Task directions:
The records should be restated exactly from their first line through the line with "Note: indicate the spotted shark" in it.

[Image point grounding data]
-=-=-=-=-

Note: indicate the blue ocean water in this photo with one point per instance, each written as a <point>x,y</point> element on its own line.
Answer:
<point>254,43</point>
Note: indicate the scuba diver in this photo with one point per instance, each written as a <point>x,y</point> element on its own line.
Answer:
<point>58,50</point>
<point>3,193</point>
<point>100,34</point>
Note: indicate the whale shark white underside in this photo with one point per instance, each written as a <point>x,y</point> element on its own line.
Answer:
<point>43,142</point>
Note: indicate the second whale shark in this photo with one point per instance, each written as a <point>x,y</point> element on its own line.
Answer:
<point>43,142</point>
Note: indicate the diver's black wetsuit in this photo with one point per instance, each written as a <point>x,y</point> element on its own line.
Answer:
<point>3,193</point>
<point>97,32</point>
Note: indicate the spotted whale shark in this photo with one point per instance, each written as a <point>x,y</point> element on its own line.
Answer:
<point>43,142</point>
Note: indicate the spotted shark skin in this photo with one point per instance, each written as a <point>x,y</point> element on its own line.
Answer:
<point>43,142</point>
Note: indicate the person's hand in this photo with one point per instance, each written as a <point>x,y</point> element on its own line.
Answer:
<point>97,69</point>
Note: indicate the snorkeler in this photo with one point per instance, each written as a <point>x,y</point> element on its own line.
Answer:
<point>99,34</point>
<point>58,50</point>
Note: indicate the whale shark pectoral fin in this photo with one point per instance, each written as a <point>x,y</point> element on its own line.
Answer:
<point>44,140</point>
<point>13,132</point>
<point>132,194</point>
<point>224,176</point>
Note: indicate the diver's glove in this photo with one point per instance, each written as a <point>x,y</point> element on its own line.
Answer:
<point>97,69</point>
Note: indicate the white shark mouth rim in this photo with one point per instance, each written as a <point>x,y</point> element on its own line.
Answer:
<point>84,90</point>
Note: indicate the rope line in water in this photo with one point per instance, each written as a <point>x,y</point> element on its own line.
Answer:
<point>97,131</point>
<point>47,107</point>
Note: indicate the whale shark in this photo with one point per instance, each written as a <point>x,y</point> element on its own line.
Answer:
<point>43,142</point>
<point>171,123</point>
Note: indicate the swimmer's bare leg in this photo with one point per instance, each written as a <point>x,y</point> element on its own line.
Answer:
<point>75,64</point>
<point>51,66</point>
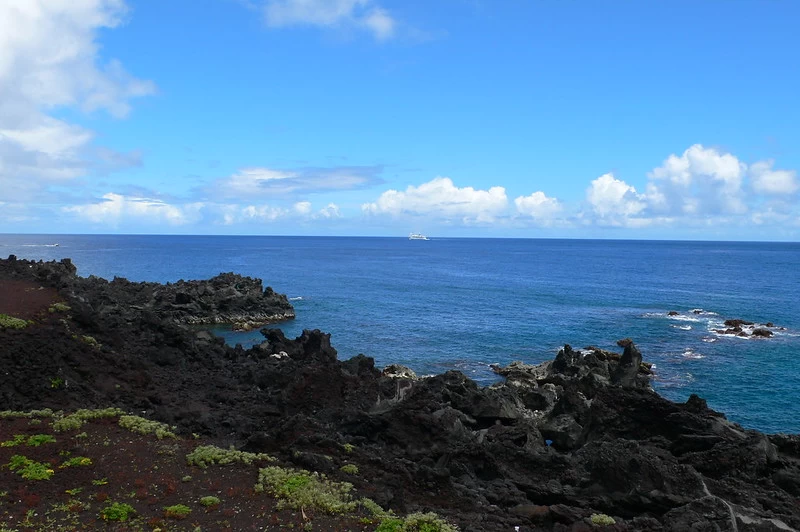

-=-=-=-=-

Answer to this problem:
Note: indicate the blue ocean water in this photo with one point per instance, each written as a <point>x,y</point> element on its own line.
Answer:
<point>254,43</point>
Note: indicate the scuba diver in this photo with one point per instance, each written as a <point>x,y</point> element on its own line.
Answer:
<point>58,50</point>
<point>3,193</point>
<point>100,34</point>
Note: indicate the whale shark white underside in this photo with one point per instance, each written as a <point>x,y</point> element on its own line.
Answer:
<point>43,142</point>
Note: indicate the second whale shark in this photo with one point per instance, each written as a <point>x,y</point> element on its own line.
Answer:
<point>43,142</point>
Note: indicate the diver's black wetsuit in this photo with one point per instance, each written as a <point>x,y</point> element on its own line.
Answer:
<point>3,193</point>
<point>97,32</point>
Note: indicate the spotted whale shark in this photo with one point per instance, each written as a <point>x,y</point> element on its own line.
Answer:
<point>43,142</point>
Note: indicate the spotted shark skin in this photo with one point per instance, each written as a <point>x,y</point> element on its own line.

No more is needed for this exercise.